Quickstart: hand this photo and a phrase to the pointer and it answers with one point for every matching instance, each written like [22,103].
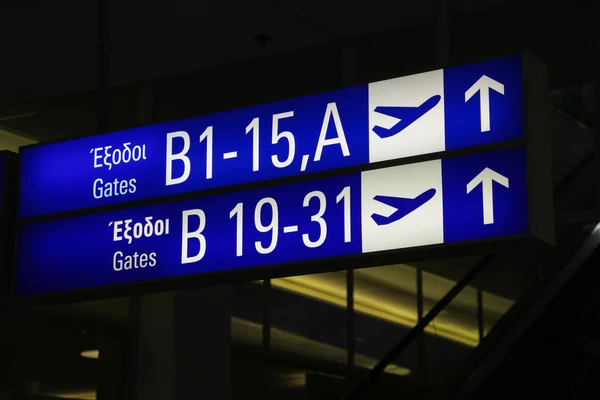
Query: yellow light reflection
[389,294]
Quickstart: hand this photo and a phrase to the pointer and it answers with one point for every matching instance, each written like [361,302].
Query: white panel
[422,226]
[424,135]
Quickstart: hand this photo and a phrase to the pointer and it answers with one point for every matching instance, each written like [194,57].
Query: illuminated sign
[426,113]
[434,202]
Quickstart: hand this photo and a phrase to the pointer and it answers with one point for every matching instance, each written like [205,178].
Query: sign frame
[540,212]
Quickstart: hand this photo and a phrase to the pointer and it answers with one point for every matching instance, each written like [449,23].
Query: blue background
[62,174]
[59,177]
[463,119]
[77,252]
[463,212]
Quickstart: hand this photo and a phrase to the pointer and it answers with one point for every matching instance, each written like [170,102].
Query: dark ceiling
[198,57]
[171,59]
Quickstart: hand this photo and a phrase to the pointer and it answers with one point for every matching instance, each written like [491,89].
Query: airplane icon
[403,206]
[406,115]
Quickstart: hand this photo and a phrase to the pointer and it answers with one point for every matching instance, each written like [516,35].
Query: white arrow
[483,86]
[486,179]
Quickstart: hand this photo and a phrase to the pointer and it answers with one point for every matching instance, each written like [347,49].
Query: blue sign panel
[413,115]
[432,202]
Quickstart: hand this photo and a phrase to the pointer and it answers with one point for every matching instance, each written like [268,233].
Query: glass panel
[309,315]
[246,313]
[386,309]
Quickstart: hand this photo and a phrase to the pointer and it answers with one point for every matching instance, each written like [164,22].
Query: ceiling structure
[205,56]
[172,59]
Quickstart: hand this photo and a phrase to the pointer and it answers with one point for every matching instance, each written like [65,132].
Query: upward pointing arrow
[483,86]
[486,178]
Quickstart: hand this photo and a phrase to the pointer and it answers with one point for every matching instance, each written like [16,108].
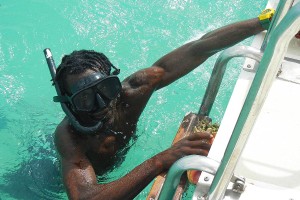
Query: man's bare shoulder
[66,141]
[144,77]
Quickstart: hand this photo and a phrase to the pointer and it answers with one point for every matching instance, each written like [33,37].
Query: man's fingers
[199,136]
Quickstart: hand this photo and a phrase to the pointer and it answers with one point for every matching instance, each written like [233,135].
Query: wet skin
[82,156]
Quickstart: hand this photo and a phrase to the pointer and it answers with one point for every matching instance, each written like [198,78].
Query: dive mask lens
[106,89]
[84,100]
[110,87]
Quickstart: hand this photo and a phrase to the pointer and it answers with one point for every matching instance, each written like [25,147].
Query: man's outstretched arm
[187,57]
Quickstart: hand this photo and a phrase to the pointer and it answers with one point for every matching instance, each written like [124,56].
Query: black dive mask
[92,92]
[99,89]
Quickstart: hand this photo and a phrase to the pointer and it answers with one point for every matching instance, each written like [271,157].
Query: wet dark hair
[78,62]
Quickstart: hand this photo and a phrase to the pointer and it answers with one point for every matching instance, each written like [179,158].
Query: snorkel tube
[73,120]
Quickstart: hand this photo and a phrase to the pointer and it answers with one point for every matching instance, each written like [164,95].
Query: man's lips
[99,114]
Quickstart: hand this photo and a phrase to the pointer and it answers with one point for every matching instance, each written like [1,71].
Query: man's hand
[196,144]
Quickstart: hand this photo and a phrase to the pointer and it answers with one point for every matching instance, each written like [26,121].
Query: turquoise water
[133,34]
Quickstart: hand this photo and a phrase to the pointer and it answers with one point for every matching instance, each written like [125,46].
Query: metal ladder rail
[219,68]
[218,73]
[266,73]
[200,162]
[281,10]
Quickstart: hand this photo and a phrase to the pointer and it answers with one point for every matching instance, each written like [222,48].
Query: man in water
[94,95]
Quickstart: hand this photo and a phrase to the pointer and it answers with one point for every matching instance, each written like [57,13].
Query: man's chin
[99,115]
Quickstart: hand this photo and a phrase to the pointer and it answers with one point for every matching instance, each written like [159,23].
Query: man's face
[91,92]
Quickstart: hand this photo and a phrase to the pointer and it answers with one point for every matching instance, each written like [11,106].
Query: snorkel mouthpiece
[73,120]
[100,101]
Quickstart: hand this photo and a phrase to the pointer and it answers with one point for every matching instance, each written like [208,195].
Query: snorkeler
[102,112]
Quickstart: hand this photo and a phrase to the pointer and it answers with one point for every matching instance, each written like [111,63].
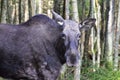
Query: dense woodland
[99,47]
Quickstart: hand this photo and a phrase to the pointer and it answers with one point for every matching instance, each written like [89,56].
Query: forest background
[99,47]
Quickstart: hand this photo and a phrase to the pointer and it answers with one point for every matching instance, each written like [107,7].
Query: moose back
[37,48]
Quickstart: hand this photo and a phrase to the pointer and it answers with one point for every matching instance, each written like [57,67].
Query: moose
[37,48]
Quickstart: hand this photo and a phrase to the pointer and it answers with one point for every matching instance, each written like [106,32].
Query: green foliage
[100,74]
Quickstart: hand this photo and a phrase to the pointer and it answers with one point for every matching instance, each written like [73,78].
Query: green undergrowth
[100,74]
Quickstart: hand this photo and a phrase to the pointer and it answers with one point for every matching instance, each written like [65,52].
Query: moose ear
[58,18]
[87,23]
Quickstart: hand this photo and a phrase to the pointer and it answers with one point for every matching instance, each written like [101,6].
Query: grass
[100,74]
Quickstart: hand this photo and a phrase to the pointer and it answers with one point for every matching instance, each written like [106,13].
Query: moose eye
[63,36]
[78,36]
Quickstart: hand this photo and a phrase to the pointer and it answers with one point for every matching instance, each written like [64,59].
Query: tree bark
[3,11]
[109,36]
[117,38]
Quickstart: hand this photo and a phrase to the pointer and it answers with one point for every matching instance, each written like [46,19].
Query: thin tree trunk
[67,12]
[117,39]
[32,7]
[76,18]
[3,11]
[75,10]
[38,6]
[92,14]
[109,37]
[98,21]
[16,17]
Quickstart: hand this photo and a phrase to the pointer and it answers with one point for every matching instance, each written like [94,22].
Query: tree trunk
[109,36]
[67,12]
[3,11]
[75,10]
[98,24]
[117,35]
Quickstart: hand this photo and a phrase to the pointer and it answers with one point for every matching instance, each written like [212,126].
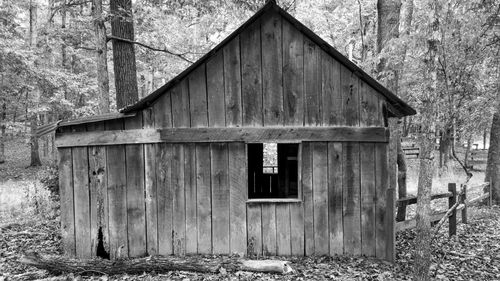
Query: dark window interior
[273,170]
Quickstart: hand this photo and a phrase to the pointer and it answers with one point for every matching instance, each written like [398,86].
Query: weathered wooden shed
[182,171]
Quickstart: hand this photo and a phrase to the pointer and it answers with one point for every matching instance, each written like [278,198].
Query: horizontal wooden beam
[276,134]
[197,135]
[114,137]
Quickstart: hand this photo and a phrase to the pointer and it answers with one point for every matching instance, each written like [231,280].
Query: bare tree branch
[164,50]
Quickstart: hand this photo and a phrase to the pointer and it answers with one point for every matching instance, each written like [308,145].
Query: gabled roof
[397,107]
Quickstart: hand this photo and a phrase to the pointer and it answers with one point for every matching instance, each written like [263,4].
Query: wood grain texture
[117,200]
[253,134]
[293,75]
[198,97]
[136,213]
[369,106]
[180,105]
[307,189]
[238,194]
[283,242]
[203,198]
[367,172]
[67,202]
[151,196]
[164,155]
[350,96]
[269,229]
[272,68]
[381,182]
[190,189]
[82,202]
[333,111]
[351,202]
[251,75]
[98,198]
[220,198]
[335,199]
[254,227]
[179,203]
[320,198]
[297,229]
[312,83]
[163,111]
[232,82]
[215,91]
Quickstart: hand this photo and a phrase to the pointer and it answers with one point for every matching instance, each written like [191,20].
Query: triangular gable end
[271,37]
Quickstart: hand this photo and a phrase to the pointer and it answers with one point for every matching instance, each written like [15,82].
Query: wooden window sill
[273,200]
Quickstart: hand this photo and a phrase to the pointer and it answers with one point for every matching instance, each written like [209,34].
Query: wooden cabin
[183,170]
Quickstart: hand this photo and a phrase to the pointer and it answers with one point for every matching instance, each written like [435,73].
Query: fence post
[464,201]
[490,201]
[452,230]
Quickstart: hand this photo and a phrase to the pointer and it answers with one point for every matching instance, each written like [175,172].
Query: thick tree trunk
[122,26]
[101,58]
[158,264]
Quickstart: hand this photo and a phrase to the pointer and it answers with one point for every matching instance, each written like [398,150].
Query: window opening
[273,170]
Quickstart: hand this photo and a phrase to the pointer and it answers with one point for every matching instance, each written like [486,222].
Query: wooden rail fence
[453,196]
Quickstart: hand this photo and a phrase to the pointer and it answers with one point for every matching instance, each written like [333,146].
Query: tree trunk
[123,53]
[35,156]
[158,264]
[3,119]
[101,58]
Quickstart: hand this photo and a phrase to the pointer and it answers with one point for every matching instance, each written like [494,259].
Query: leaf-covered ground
[473,254]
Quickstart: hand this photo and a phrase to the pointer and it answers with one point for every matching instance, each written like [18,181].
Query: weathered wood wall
[191,198]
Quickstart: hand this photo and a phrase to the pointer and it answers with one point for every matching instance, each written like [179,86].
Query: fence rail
[453,196]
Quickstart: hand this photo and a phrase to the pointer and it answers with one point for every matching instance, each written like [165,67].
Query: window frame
[299,197]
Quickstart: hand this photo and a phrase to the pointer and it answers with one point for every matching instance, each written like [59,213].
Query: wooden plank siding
[181,187]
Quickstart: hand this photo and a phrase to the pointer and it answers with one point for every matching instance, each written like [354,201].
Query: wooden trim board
[242,134]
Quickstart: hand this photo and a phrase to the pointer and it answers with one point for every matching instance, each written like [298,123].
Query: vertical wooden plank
[367,172]
[220,198]
[136,215]
[215,91]
[151,194]
[369,106]
[82,202]
[180,105]
[381,183]
[254,227]
[198,97]
[307,189]
[320,198]
[272,67]
[251,75]
[163,111]
[165,198]
[335,216]
[203,199]
[297,229]
[67,202]
[350,96]
[232,82]
[238,194]
[98,199]
[312,83]
[268,229]
[351,202]
[333,113]
[293,75]
[150,186]
[283,243]
[190,188]
[179,205]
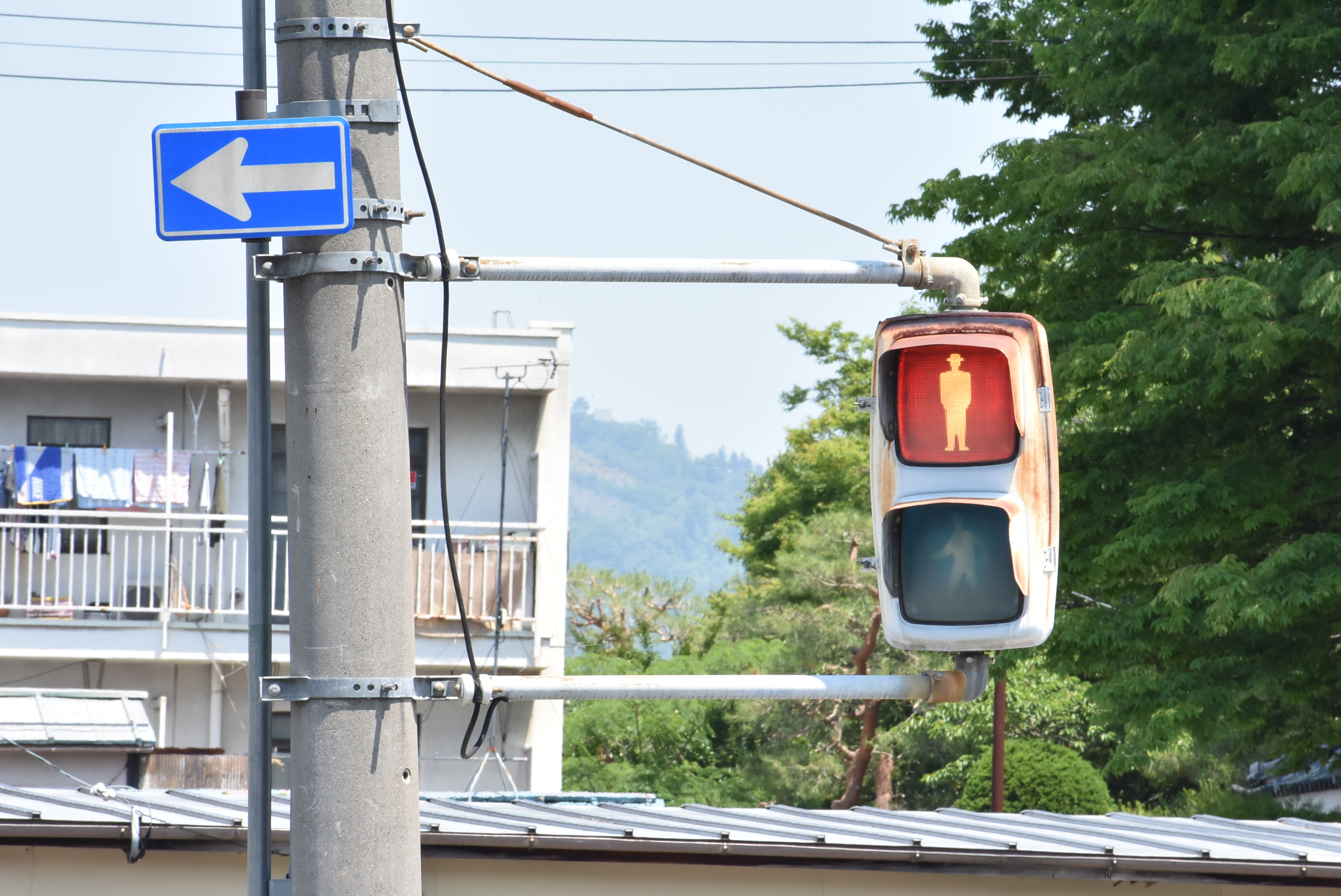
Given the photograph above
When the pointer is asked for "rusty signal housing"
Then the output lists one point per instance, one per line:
(1012, 498)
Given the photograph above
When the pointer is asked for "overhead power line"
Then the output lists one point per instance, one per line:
(121, 22)
(692, 41)
(514, 62)
(558, 90)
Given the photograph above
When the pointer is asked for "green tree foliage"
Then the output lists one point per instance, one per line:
(1178, 234)
(1038, 776)
(1040, 706)
(825, 465)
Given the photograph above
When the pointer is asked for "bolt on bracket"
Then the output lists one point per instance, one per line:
(387, 112)
(301, 687)
(371, 29)
(383, 210)
(402, 265)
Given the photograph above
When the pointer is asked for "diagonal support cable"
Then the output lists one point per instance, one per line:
(562, 105)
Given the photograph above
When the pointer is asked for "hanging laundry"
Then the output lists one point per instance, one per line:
(152, 478)
(105, 477)
(43, 475)
(207, 497)
(7, 485)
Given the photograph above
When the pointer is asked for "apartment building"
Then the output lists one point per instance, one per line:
(145, 603)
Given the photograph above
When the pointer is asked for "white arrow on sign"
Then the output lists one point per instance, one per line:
(222, 179)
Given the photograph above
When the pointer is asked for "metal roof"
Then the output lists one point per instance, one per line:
(76, 718)
(1119, 845)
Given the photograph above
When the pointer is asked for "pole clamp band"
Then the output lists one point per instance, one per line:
(403, 265)
(367, 27)
(387, 112)
(301, 687)
(381, 210)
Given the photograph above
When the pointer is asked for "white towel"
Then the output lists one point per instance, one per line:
(104, 477)
(152, 478)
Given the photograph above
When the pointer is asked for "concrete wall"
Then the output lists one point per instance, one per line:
(53, 871)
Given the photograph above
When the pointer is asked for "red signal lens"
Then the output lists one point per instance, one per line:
(955, 405)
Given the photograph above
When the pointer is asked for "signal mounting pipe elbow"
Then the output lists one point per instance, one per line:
(956, 277)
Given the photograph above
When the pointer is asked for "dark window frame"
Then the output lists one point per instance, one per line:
(64, 443)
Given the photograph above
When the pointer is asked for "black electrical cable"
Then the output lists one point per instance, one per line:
(467, 752)
(556, 90)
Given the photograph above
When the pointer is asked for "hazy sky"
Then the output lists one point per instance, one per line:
(521, 179)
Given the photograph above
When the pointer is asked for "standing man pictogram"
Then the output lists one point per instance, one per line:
(956, 393)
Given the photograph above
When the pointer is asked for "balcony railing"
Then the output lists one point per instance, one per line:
(151, 565)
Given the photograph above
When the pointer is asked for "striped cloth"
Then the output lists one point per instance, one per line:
(104, 477)
(152, 478)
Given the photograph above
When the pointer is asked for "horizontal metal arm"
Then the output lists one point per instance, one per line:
(935, 687)
(679, 270)
(965, 683)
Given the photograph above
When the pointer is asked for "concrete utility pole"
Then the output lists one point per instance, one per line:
(251, 105)
(355, 762)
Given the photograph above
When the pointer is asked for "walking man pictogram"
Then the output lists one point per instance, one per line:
(956, 393)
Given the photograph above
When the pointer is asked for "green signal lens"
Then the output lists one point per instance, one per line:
(954, 564)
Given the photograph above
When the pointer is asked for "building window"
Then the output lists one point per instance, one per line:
(70, 432)
(419, 474)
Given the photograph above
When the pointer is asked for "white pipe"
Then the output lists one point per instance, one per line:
(163, 722)
(687, 270)
(167, 590)
(721, 687)
(216, 709)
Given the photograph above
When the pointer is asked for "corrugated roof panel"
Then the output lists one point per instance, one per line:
(65, 718)
(1182, 845)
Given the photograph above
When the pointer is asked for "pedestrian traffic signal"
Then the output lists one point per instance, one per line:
(963, 481)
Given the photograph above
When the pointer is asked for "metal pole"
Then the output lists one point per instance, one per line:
(355, 777)
(999, 746)
(251, 105)
(680, 270)
(498, 570)
(938, 687)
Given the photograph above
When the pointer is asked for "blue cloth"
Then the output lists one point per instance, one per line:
(45, 475)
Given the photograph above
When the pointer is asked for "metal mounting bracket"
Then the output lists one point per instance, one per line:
(462, 267)
(365, 27)
(299, 687)
(403, 265)
(383, 210)
(387, 112)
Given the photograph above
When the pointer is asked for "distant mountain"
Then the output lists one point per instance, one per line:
(643, 502)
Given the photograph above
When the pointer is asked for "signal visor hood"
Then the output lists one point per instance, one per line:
(940, 436)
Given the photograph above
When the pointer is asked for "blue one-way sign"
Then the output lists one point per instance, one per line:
(274, 177)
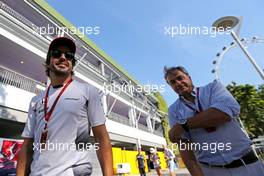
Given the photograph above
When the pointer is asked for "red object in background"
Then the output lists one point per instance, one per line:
(10, 149)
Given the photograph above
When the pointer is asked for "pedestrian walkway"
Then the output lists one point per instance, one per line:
(179, 172)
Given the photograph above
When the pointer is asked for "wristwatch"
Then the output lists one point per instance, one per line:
(183, 123)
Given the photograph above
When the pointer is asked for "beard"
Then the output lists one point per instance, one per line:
(59, 71)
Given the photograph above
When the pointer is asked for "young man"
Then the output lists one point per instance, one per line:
(141, 163)
(169, 157)
(59, 120)
(204, 124)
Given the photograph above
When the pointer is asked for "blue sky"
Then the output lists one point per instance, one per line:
(133, 34)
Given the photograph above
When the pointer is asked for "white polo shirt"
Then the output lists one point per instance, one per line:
(79, 108)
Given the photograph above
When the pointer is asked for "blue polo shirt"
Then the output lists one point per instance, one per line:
(228, 142)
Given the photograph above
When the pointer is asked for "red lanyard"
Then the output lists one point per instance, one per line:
(47, 115)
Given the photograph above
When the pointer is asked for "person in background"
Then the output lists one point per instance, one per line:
(63, 115)
(141, 163)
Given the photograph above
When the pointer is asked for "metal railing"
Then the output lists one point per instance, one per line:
(17, 80)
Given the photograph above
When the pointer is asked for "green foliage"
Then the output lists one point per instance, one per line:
(251, 100)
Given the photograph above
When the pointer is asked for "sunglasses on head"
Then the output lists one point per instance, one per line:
(57, 54)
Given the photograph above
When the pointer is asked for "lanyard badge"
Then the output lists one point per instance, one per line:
(47, 114)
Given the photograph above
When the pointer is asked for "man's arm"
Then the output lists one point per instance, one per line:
(25, 158)
(104, 153)
(190, 161)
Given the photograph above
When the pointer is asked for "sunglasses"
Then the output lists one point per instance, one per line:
(57, 54)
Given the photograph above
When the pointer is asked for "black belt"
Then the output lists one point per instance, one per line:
(248, 158)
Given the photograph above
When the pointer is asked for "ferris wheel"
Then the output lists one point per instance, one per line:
(233, 24)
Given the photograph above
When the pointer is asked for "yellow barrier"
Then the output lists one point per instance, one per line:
(127, 156)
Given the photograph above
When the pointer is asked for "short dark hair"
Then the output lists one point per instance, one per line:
(169, 70)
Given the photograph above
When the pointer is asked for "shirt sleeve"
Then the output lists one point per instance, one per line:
(28, 131)
(96, 115)
(222, 100)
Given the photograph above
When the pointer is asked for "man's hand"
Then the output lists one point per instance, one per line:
(175, 133)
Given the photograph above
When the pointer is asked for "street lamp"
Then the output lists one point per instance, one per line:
(233, 24)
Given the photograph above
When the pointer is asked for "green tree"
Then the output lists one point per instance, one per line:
(251, 100)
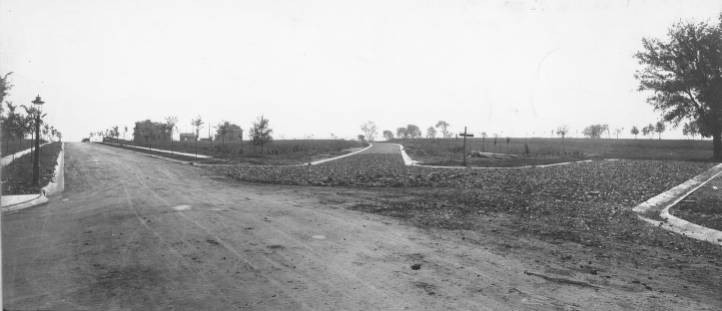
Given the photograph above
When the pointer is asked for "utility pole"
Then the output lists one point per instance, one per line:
(465, 135)
(36, 159)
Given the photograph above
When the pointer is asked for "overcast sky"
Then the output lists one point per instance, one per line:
(321, 67)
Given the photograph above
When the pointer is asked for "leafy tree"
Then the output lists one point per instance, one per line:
(444, 127)
(683, 73)
(369, 129)
(402, 133)
(649, 129)
(261, 133)
(659, 128)
(431, 132)
(595, 130)
(197, 123)
(690, 129)
(228, 131)
(171, 123)
(413, 131)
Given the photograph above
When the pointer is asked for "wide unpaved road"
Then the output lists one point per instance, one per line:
(137, 233)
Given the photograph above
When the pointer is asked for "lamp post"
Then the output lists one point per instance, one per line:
(36, 158)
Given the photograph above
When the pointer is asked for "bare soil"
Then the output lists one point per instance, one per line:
(137, 233)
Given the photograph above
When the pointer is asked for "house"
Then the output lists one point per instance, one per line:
(187, 136)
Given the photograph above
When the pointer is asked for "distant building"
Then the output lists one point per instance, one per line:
(228, 132)
(187, 136)
(149, 131)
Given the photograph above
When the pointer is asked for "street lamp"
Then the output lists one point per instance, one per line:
(38, 102)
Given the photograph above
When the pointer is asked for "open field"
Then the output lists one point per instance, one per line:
(551, 150)
(277, 152)
(580, 212)
(138, 233)
(18, 175)
(703, 207)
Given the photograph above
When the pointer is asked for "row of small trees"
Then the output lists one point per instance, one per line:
(18, 124)
(149, 131)
(441, 128)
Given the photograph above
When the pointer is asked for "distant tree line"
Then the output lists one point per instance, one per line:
(148, 131)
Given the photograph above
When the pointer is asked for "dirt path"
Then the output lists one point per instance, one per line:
(136, 233)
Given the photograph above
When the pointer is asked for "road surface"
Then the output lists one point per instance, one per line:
(132, 232)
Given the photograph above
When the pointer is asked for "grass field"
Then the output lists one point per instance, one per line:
(278, 152)
(17, 176)
(550, 150)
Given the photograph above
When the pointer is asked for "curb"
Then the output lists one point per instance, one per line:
(184, 154)
(317, 162)
(10, 158)
(662, 202)
(55, 186)
(410, 162)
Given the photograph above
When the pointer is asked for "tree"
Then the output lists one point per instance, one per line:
(431, 132)
(197, 123)
(369, 129)
(147, 131)
(261, 133)
(647, 130)
(444, 127)
(114, 132)
(413, 131)
(595, 130)
(683, 73)
(690, 129)
(171, 123)
(634, 131)
(401, 132)
(659, 128)
(228, 132)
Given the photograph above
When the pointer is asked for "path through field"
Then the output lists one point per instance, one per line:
(132, 232)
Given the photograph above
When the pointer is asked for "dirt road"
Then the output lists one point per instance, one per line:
(132, 232)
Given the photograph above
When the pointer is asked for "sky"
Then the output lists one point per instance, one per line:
(317, 68)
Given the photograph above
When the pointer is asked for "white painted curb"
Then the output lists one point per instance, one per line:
(410, 162)
(337, 157)
(664, 201)
(10, 158)
(190, 155)
(57, 185)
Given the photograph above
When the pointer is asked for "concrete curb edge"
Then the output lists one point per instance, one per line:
(57, 185)
(666, 200)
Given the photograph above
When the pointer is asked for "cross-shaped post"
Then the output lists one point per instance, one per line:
(465, 135)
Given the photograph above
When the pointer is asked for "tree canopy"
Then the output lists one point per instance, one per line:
(684, 73)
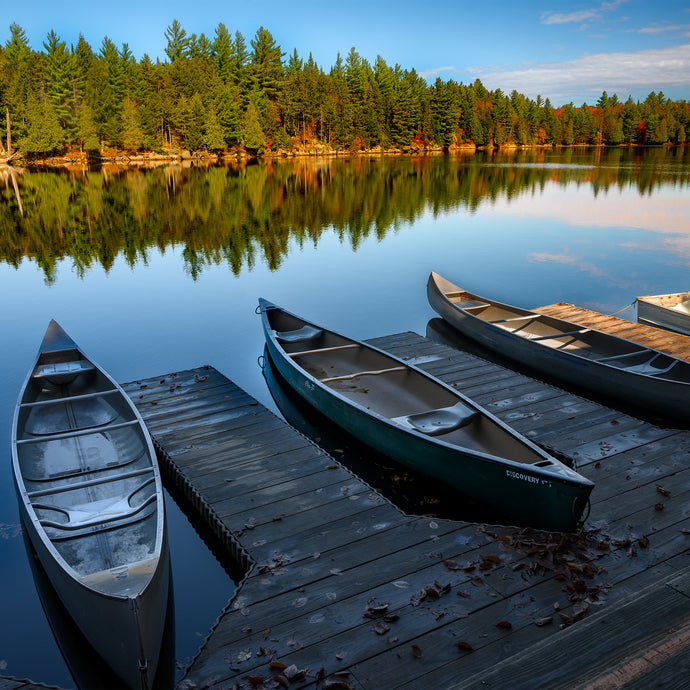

----

SET PROBLEM
Count the lines of the listing above that contain the string "weathered", treating uppercase and lowercase as different. Give only the number.

EXERCISE SOLUTION
2